* **WHAT YOU SHOULD DO**: Repeat all of the data exactly. Leave nothing out.

* **RECORDED DATA**:
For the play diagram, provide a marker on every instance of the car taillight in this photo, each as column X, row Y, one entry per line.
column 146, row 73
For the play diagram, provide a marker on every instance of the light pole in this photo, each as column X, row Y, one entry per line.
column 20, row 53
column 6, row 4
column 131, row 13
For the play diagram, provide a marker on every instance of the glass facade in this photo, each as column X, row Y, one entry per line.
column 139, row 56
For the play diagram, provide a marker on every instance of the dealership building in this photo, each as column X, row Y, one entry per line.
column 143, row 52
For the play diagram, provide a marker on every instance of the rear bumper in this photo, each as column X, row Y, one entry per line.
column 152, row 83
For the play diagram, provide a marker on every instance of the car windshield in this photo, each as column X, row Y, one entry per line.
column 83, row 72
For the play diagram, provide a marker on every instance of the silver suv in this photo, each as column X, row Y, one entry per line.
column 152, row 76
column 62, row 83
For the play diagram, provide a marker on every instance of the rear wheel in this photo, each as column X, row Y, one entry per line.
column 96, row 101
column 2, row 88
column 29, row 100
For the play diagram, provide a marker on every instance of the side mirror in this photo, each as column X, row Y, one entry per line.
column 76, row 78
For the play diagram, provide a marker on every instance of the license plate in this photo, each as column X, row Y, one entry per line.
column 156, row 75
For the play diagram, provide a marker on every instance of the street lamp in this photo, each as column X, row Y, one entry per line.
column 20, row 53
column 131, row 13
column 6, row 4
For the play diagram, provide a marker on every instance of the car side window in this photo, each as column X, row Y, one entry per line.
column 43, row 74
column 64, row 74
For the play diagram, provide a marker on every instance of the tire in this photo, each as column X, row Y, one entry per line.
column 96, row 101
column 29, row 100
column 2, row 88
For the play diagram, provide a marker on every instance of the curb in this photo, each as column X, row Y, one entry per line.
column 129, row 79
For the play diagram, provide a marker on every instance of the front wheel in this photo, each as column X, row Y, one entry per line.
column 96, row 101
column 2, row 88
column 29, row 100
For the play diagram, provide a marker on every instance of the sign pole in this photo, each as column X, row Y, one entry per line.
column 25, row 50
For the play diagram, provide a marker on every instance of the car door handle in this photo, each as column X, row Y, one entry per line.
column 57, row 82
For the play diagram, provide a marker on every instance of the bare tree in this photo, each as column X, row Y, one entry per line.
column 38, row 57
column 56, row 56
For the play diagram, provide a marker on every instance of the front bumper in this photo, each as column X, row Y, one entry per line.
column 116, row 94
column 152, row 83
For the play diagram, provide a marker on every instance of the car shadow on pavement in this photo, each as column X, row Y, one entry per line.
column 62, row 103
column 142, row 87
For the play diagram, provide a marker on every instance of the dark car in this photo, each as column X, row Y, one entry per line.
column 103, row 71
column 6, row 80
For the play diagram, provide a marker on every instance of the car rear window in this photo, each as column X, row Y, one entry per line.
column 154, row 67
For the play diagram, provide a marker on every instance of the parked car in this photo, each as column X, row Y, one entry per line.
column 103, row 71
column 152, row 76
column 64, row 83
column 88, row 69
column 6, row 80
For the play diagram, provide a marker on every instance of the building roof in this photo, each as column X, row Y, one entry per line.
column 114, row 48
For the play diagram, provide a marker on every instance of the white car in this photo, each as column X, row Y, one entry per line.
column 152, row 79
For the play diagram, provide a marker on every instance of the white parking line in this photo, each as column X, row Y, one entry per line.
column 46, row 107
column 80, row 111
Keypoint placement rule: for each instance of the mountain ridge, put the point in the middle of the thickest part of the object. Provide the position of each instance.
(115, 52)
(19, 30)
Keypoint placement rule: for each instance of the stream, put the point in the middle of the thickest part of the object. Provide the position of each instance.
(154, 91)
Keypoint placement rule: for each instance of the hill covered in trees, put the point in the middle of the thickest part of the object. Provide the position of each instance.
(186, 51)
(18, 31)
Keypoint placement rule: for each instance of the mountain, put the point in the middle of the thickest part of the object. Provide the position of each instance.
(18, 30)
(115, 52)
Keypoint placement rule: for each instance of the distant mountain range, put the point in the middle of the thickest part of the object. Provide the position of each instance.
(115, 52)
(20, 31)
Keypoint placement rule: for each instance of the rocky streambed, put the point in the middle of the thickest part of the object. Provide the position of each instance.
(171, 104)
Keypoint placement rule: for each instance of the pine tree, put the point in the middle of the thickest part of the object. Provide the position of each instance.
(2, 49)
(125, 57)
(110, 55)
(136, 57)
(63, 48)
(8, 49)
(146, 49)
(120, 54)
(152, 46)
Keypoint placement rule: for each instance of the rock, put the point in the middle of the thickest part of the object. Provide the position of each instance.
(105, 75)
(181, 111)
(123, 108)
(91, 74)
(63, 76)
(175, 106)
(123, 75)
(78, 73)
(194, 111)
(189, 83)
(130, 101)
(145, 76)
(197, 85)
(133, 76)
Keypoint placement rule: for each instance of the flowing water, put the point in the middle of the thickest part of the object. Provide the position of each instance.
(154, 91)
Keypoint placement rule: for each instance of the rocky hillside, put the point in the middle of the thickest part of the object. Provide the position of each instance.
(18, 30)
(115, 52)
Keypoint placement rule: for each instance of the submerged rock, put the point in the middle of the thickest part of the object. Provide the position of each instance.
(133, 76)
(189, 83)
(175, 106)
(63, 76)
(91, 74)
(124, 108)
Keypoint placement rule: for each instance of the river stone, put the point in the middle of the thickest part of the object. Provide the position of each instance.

* **WRITTEN ANSWER**:
For the play diagram, provide a marker on every instance of the car taillight in this photo, each as column X, row Y, one entry per line.
column 146, row 73
For the play diagram, provide a marker on every instance of the light pole in this photo, each as column X, row Y, one entry per line.
column 20, row 53
column 6, row 4
column 131, row 13
For the play diagram, provide a marker on every instance of the glass facade in this photo, each as column X, row Y, one entry per line.
column 139, row 56
For the play diagram, provide a marker on every instance of the dealership building in this photo, each as column X, row Y, one entry per line.
column 143, row 52
For the play diagram, provide a marker on every instance of the rear bumper in this photo, each as column X, row Y, one entry per line.
column 152, row 83
For the play diagram, provide a marker on every instance of the car windshield in this photo, each as column X, row Y, one entry per line.
column 83, row 72
For the play diagram, provide a marker on every instance of the silver suv in this photo, each as column X, row Y, one entry per line.
column 152, row 76
column 62, row 83
For the play diagram, provide a marker on every instance of the rear wheel in this photo, each as column X, row Y, one entry per line.
column 96, row 101
column 2, row 88
column 29, row 100
For the play diagram, provide a marker on every instance of the side mirror in this photo, each as column X, row Y, one entry per line.
column 76, row 78
For the play diagram, provide a marker on every instance of the license plate in this photo, each as column X, row Y, one entry per line.
column 156, row 75
For the play diagram, provide a marker on every instance of the street lamp in this photo, each as column X, row Y, one entry per line.
column 20, row 53
column 131, row 13
column 6, row 4
For the play diagram, provide a marker on every instance of the car side window in this photo, each as column X, row Y, one entry per line.
column 43, row 74
column 64, row 74
For the play diagram, provide a marker on every instance of the tire in this photo, each as column X, row Y, one entry per line.
column 96, row 101
column 29, row 100
column 2, row 88
For the play diagram, provide a marker on every instance of the curb in this photo, each as column X, row Y, one entry per line.
column 129, row 79
For the play diagram, provide a marker on every instance of the front wheel in this photo, each as column X, row Y, one entry per line.
column 96, row 101
column 2, row 88
column 29, row 100
For the play diagram, provide a marker on every instance of the sign pole in this photo, each as column X, row Y, one entry per line.
column 25, row 50
For the play diagram, provide a marker on every instance of the car door handle in this photo, each as column X, row Y, one entry per line.
column 57, row 82
For the play diagram, provide a marker on every instance of the bare tree in this photo, each as column X, row Y, one entry per line.
column 38, row 57
column 56, row 56
For the play diagram, provide a marker on every instance of the front bumper in this photo, each as column X, row Y, one entry per line.
column 116, row 94
column 152, row 83
For the play diagram, provide a marker on every instance of the car shadow on pavement in this photo, each as column X, row Y, one entry per line.
column 62, row 103
column 142, row 87
For the play diagram, provide a marker on every instance of the dark car in this photo, each as column X, row Y, one entry per line.
column 103, row 71
column 6, row 80
For the play diagram, provide a marker on every instance of the car rear window in this photo, each as column X, row Y, one entry per line.
column 154, row 67
For the play diagram, provide a marker on every instance of the parked car in this photo, each as column X, row Y, one entry per line.
column 103, row 71
column 152, row 76
column 64, row 83
column 88, row 69
column 6, row 80
For the play diagram, provide a marker on every instance of the building roof in this photo, each as column X, row Y, one entry per line.
column 114, row 48
For the play diagram, provide a marker on every instance of the white car in this photo, each as column X, row Y, one entry per line.
column 152, row 79
For the play diagram, provide a marker on every instance of the white parking line in this photo, each as column X, row Y, one entry per line.
column 46, row 107
column 80, row 111
Keypoint placement rule: for each instance of the mountain ridge, put the point in the middle of the thickest part of the object. Provide the position of each instance.
(115, 52)
(19, 30)
Keypoint placement rule: for each instance of the stream, put the point in the middle of the thickest part of the object. Provide the position of each instance.
(154, 91)
Keypoint placement rule: for each instance of the hill covered in trees, put the point in the middle of the thickest part of the object. Provide the position of each instance.
(186, 51)
(18, 31)
Keypoint placement rule: for each instance of the mountain, put the point in the middle of the thickest part of the object. Provide the position of each instance.
(18, 30)
(115, 52)
Keypoint placement rule: for each instance of the distant mountain range, put the point in the middle of the thickest part of the object. Provide the position of each instance.
(115, 52)
(20, 31)
Keypoint placement rule: for each instance of the rocky streambed, put the point in the middle of the thickest part of the object. Provide the position of each instance.
(171, 104)
Keypoint placement rule: for each instance of the pine tree, put the point in the middle of the thickest part of the object. Provide the position of each instance.
(2, 49)
(125, 57)
(110, 55)
(136, 57)
(63, 48)
(8, 49)
(146, 49)
(120, 54)
(152, 46)
Keypoint placement rule: for each instance of the rock, put the point in the middle of the thickest part of the object. Provide the position of each instance.
(105, 75)
(181, 111)
(123, 108)
(91, 74)
(63, 76)
(175, 106)
(123, 75)
(78, 73)
(194, 111)
(189, 83)
(130, 101)
(145, 76)
(197, 85)
(133, 76)
Keypoint placement rule: for each instance of the flowing water, put the point in the middle of the thickest part of the object. Provide the position of each instance.
(154, 91)
Keypoint placement rule: for each instance of the rocky hillside, put the point in the middle of the thickest part of the object. Provide the position of each instance.
(18, 30)
(115, 52)
Keypoint placement rule: for each instance of the submerged rock, put the point in the middle of the thickest part of the object. Provide the position of each instance.
(133, 76)
(189, 83)
(175, 106)
(63, 76)
(91, 74)
(124, 108)
Keypoint placement rule: for each instance of the river stone, put the point in the middle of the thickest part of the object. Provide the position of each instance.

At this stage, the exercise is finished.